In Nigeria, one out of every 18 women dies as a result of childbirth. The country has the second-highest maternal mortality rate in the world.
That’s why the Rotarian Action Group for Population Growth and Sustainable Development targeted the northern Nigerian states of Kaduna and Kano with a pilot program aimed at reducing maternal mortality by preventing and treating obstetric fistula, a serious birth injury. From 2005 until 2010, the project, partly supported by a grant from The Rotary Foundation, reduced maternal death by 60 percent in participating hospitals, reached 1 million women of childbearing age, and repaired obstetric fistulas for 1,500 Nigerian women. (click below to read more)
“We have to empower women, and women cannot be empowered if they can’t make their own choices in antenatal care and child spacing,” says Dr. Robert Zinser, CEO of the Rotarian Action Group for Population Growth and Sustainable Development and member of the Rotary Club of Ludwigshafen-Rheinschanze, Germany.
Zinser has been to Nigeria nearly 20 times to work on maternal and child health projects, including the northern Nigeria pilot focused on the prevention and treatment of fistulas. An obstetric fistula is a birth injury that can cause stillbirth and, in the mother, chronic incontinence, infection, nerve damage, or death. The primary cause is labor that goes on for too long, often for days. Because 70 percent of Nigerian women deliver at home, often without access to proper medical care, long labors that would be prevented in the developed world are more common.
According to the World Health Organization, “prevention is the key,” Zinser says. “We insisted on a comprehensive approach of better antenatal care” that includes training, equipment, quality, hygiene, and benchmarking.
The project also included surgery to repair damage from fistula. Many women with the injury don’t know it can be repaired, so Rotarians created a series of radio programs that explained the condition, its causes, and the available treatment.
“People listened, and village women found out their fistulas could be repaired at the Rotary center. We repaired 1,500 fistulas, 500 more than our goal,” Zinser says.
The action group is now preparing to replicate the project in the states of Abuja and Onoda, with plans to eventually establish the model in other central and southern Nigeria states.
Zinser is adamant that the project can be implemented in other areas with high maternal mortality. “We must save the mothers so that the mothers can save the world,” he says.

Stored data
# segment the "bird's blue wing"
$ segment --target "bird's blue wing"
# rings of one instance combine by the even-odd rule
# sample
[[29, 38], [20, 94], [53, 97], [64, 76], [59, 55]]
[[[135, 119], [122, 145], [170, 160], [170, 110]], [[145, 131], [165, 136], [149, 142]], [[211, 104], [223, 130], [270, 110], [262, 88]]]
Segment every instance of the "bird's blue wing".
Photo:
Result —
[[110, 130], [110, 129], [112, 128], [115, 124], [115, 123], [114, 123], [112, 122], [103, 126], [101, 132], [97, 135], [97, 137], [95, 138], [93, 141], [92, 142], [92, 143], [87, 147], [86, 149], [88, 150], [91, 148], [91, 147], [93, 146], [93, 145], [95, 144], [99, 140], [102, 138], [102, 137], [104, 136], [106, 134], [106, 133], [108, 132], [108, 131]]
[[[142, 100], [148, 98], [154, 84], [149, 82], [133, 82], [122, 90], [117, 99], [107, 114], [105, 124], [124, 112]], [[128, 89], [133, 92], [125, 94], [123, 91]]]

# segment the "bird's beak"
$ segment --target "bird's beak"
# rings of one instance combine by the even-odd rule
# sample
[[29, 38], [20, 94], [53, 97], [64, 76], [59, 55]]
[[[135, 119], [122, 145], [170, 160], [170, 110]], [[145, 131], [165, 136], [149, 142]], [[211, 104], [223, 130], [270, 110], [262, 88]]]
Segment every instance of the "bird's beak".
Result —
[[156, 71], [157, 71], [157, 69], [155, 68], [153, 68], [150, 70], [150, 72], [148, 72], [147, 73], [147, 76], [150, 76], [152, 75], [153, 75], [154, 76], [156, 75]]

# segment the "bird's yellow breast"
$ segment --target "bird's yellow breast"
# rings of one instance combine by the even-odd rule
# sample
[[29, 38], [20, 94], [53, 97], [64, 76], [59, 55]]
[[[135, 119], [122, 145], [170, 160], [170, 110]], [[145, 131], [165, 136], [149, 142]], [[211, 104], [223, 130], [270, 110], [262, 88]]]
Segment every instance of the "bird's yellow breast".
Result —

Assignment 1: In the article on maternal mortality in Nigeria, what percentage of Nigerian women deliver at home?
Assignment 2: Copy the article on maternal mortality in Nigeria from "Zinser has been" to "are more common.".

Answer area 1: 70 percent

Answer area 2:
Zinser has been to Nigeria nearly 20 times to work on maternal and child health projects, including the northern Nigeria pilot focused on the prevention and treatment of fistulas. An obstetric fistula is a birth injury that can cause stillbirth and, in the mother, chronic incontinence, infection, nerve damage, or death. The primary cause is labor that goes on for too long, often for days. Because 70 percent of Nigerian women deliver at home, often without access to proper medical care, long labors that would be prevented in the developed world are more common.